Directions – Transcribe the records that follow. Keep every word exactly, and drop the pictures.

(Collected data entries)
────────────────────────────────────────

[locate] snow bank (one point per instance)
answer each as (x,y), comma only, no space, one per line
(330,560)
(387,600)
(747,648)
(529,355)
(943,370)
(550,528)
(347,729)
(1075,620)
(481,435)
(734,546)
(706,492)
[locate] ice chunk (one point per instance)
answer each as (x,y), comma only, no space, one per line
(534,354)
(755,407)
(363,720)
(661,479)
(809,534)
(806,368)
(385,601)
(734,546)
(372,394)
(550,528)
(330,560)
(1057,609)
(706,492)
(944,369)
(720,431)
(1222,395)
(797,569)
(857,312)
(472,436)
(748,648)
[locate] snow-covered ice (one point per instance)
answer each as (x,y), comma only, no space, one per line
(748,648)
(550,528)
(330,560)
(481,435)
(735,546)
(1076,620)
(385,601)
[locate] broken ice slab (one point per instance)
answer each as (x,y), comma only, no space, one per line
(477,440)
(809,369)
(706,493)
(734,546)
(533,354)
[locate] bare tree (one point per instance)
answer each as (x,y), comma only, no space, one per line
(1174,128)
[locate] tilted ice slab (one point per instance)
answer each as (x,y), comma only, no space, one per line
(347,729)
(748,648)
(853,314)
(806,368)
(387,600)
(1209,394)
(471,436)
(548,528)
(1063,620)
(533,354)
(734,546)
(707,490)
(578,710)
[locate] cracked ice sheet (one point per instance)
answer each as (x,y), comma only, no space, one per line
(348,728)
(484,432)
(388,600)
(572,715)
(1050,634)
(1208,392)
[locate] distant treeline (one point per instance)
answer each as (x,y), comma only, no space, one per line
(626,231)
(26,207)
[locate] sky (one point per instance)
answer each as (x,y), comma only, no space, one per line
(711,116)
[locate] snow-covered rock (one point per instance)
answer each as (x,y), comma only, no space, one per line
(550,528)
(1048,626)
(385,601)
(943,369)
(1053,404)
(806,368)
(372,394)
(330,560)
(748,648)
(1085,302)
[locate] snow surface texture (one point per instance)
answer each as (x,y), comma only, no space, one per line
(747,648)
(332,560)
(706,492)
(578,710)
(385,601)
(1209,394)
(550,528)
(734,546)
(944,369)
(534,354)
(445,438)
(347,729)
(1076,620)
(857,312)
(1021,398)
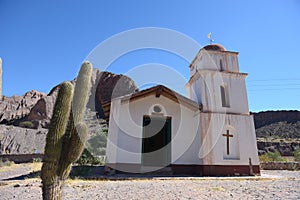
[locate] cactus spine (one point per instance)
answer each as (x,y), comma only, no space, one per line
(0,79)
(67,133)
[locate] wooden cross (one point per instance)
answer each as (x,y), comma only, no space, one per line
(227,135)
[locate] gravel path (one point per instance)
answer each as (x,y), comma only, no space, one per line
(271,185)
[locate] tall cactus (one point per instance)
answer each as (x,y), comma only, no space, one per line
(0,79)
(67,133)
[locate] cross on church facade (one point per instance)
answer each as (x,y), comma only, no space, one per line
(227,135)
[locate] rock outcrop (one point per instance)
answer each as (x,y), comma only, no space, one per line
(284,147)
(270,117)
(16,107)
(17,140)
(105,85)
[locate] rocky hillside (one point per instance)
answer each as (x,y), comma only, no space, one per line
(277,124)
(33,112)
(105,85)
(16,107)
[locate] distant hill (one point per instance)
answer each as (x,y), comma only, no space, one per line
(277,124)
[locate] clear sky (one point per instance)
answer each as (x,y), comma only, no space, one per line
(43,43)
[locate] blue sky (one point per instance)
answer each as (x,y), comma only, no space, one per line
(43,43)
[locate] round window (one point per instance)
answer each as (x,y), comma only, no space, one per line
(157,109)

────────────────────────────────────────

Solution for this problem –
[locate] snow bank (one point per instance)
answer each as (x,y), comma only, no space, one per line
(330,560)
(387,600)
(747,648)
(529,355)
(943,370)
(550,528)
(347,729)
(1075,620)
(481,435)
(734,546)
(706,492)
[locate] ice chunk (one point per instance)
answer each as (x,y), comma only, no space, one per line
(534,354)
(755,407)
(363,720)
(661,479)
(809,534)
(806,368)
(385,601)
(734,546)
(372,394)
(550,528)
(330,560)
(1057,609)
(706,492)
(944,369)
(720,431)
(1222,395)
(797,569)
(857,312)
(472,436)
(748,648)
[locate] snow-covered ice (one point per instance)
answer each as (x,y), comma only, no space, one per line
(748,648)
(550,528)
(330,560)
(481,435)
(735,546)
(1076,620)
(385,601)
[locate] broken ice slab (one point per instance)
answer each as (x,y), comma only, no space, one per line
(477,440)
(809,369)
(706,493)
(734,546)
(533,354)
[locate] bare tree (one point per instance)
answer each as (x,y), comma only, no space, one per line
(1174,128)
[locate] tilted ice slab (one point per instance)
answer each as (x,y), comma only, no space, one per line
(347,729)
(748,648)
(853,314)
(806,368)
(387,600)
(1209,394)
(471,436)
(548,528)
(1063,620)
(533,354)
(734,546)
(707,490)
(578,710)
[locate] cracked ice sheet (one point per instance)
answer each as (x,y), comma only, no space, one per line
(348,728)
(484,432)
(388,600)
(572,715)
(1050,634)
(1208,392)
[locate] distant treeline (one point per instance)
answer each as (x,y), comma only, no space, one per line
(626,231)
(26,207)
[locate] sky (one point per instance)
answer each as (x,y), comma only, no space, one per line
(711,116)
[locate] snow-covered rock (one point per instance)
answer each as (x,y), comma only, no space, one per line
(550,528)
(1048,626)
(385,601)
(943,369)
(1053,404)
(806,368)
(372,394)
(330,560)
(748,648)
(1085,302)
[locate] snow surface texture (one point per instance)
answer each as (x,y), comma only, no space, one per line
(747,648)
(332,560)
(706,492)
(578,710)
(385,601)
(1209,394)
(550,528)
(734,546)
(944,369)
(534,354)
(445,438)
(347,729)
(1076,620)
(857,312)
(1021,398)
[locate] cactus spine (one point per instance)
answer each as (x,y), comma only, no space, one per line
(0,79)
(67,133)
[locate] wooden cross (one point per instance)
answer each as (x,y), comma only, no space, one per line
(227,135)
[locate] gravel path (one point per instance)
answer each as (x,y), comma only, no space, one per line
(271,185)
[locate] tall cactus (one point per instance)
answer each as (x,y), comma only, no space, one per line
(0,79)
(67,133)
[locate] cross on church facade (one point per instance)
answer each as (x,y), comma only, no space, one per line
(227,135)
[locate] rock outcrop (one point per instance)
answer each as (x,y), comma only, no space, one per line
(284,147)
(270,117)
(16,107)
(17,140)
(105,85)
[locate] rocky hillside (one point per instance)
answer each as (x,y), comma only, no space, one per line
(277,124)
(33,112)
(105,85)
(16,107)
[locate] distant hill (one point per instance)
answer each as (x,y), comma only, no space, one per line
(277,124)
[locate] clear sky (one point per instance)
answer each as (x,y), comma only, no space, one per line
(43,43)
[locate] blue sky (one point per instance)
answer each as (x,y), comma only, no space, one per line
(43,43)
[locate] round window (one point per instance)
answer each as (x,y), comma only, no space, one per line
(157,109)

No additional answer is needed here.